*本文:*

------------

この中で、長大な蛇行剣は、非常に特殊な高度な技術を駆使して作られた鉄剣であるという事だった。

また同じく発掘された盾形銅鏡は蛇竜が彫られた、世界に類のない鏡とされている。

剣も鏡も、これまでの大和とは異質の存在なのだ。

これらが出来た理由を、日本列島の中の大和だけで考えるのはやはり無理があるのではないだろうか。

 

大和と出雲

出雲は大和政権ができる前から存在していた王国である。

神話の国譲りにあるように、大和に取り込まれたとされている。

となれば、出雲と物部氏は同じ外様の位置にあると言ってもいいだろう。

特に出雲はたたら製鉄が有名であり、その技術は朝鮮半島からきている。

たたらという名称だが、古代朝鮮の南岸にも「多多羅邑」や「多多羅城」といった地名が存在していたからだという。

また八岐大蛇伝説は溶鉱炉から吹き出た、幾筋もの溶けた鉄の事だとする説もある。

 

朝鮮半島の製鉄

弥生時代中期(紀元前5世紀から4世紀)に、中国春秋時代の国内争乱から逃れた難民が海路で朝鮮半島に漂着する。

この時期に銅器や鉄器が伝来し、朝鮮半島に広まったと考えられいる。

その時代朝鮮半島にあった国は、濊(ワイ)と、辰国と地図に書かれている。

------------

*小問 1:*
本文によると、出雲のたたら製鉄の技術はどこから来ていますか。
*小問 2:*
本文の「となれば、出雲と物部氏は同じ外様の位置にあると言ってもいいだろう。」から「また八岐大蛇伝説は溶鉱炉から吹き出た、幾筋もの溶けた鉄の事だとする説もある。」までを、一字も変えずに書き写してください。
次に示す行は、この課題には一切関わりません。

*データ抜粋:*
------------

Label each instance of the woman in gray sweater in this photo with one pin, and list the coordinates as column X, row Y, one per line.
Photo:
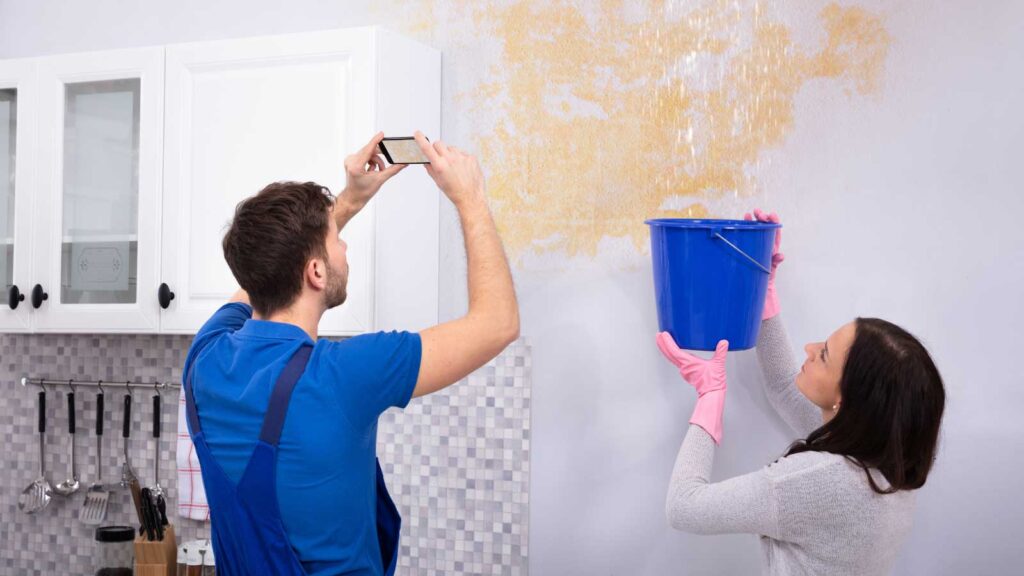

------------

*解答 1:*
朝鮮半島から来ています。

*解答 2:*
となれば、出雲と物部氏は同じ外様の位置にあると言ってもいいだろう。

特に出雲はたたら製鉄が有名であり、その技術は朝鮮半島からきている。

たたらという名称だが、古代朝鮮の南岸にも「多多羅邑」や「多多羅城」といった地名が存在していたからだという。

また八岐大蛇伝説は溶鉱炉から吹き出た、幾筋もの溶けた鉄の事だとする説もある。